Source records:
****************************************
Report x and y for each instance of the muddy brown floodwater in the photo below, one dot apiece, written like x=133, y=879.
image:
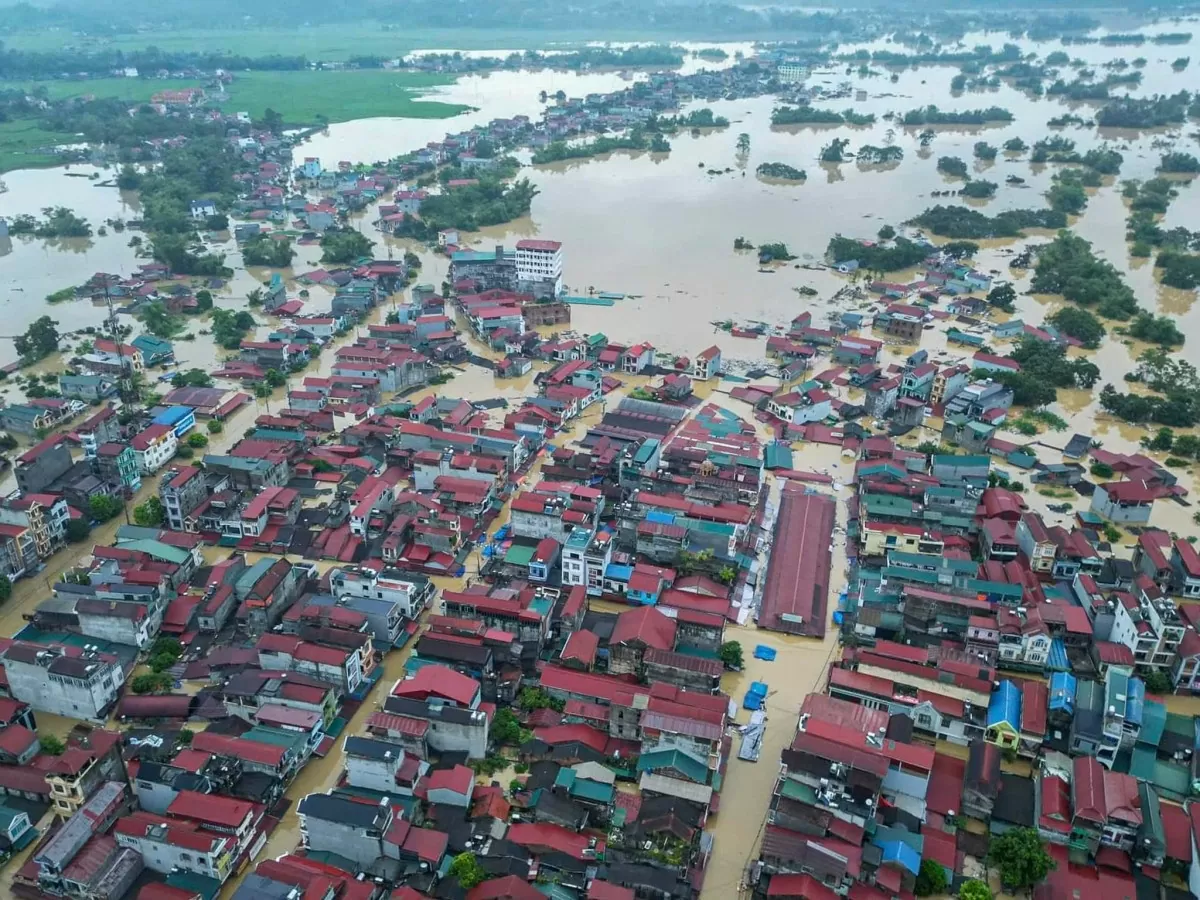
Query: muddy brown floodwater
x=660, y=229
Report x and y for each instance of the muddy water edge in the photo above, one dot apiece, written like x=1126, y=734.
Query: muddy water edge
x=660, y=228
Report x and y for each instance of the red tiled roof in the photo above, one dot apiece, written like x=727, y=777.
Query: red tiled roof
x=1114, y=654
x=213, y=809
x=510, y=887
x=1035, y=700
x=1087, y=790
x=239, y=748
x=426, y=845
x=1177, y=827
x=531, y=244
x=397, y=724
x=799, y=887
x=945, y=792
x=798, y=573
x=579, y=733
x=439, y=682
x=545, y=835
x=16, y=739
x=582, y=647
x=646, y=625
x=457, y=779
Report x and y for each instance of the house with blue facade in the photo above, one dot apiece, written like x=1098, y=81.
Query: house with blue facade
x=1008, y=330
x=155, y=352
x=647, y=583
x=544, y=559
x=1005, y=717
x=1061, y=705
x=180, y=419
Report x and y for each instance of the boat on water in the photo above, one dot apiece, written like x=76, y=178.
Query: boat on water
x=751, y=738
****************************************
→ **Instructions to follow**: From the line containing "Report x and y for each instance of the house" to the final line of the entries, print every line exactly and nothing else.

→ **Answer for this exercise**:
Report x and y for each instance of the house with blue facade in the photo above, one dot apiece, written like x=1098, y=81.
Query: house with blue facade
x=1008, y=330
x=155, y=352
x=647, y=583
x=544, y=559
x=1005, y=717
x=1061, y=705
x=180, y=419
Report x and y for each instance of the boat on water in the photo above, one dot apiece, written like x=76, y=178.
Query: boat on water
x=751, y=738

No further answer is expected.